**Set problem**
How many lines of the listing below contain the word "head"? Letter case matters, and the reply should be the number alone.

** start Records for the task **

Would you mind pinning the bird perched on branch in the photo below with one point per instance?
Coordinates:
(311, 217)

** end Records for the task **
** start Records for the task **

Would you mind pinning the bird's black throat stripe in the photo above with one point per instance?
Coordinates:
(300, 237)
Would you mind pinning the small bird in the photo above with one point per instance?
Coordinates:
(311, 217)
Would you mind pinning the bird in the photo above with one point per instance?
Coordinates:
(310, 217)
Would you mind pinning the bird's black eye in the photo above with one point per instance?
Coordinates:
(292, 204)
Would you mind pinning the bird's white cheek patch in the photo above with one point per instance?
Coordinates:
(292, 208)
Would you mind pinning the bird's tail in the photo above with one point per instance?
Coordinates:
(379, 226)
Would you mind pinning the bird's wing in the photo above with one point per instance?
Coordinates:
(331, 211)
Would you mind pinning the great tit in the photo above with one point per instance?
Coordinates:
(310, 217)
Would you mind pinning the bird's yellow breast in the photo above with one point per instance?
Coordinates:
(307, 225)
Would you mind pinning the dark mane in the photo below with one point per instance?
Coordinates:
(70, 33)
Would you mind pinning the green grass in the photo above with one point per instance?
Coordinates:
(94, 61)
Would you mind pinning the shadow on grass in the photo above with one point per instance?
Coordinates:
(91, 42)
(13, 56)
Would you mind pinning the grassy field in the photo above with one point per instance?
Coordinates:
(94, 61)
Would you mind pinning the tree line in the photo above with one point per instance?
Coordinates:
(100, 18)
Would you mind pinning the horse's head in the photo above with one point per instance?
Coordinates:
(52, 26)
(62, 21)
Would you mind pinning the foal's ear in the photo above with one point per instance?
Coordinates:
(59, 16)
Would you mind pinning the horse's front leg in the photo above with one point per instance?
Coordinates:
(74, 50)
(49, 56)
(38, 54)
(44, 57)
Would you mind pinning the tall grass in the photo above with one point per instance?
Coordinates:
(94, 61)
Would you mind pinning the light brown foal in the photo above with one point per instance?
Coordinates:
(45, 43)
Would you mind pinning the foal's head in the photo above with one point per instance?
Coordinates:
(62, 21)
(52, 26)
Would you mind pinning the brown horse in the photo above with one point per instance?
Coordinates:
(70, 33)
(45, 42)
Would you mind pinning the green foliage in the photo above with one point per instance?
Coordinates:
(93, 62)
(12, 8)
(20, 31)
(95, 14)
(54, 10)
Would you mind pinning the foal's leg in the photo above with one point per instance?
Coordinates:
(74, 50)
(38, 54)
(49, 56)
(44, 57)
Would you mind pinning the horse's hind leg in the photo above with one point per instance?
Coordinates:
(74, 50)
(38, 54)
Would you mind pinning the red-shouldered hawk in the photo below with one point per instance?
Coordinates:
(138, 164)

** end Records for the task **

**Result below**
2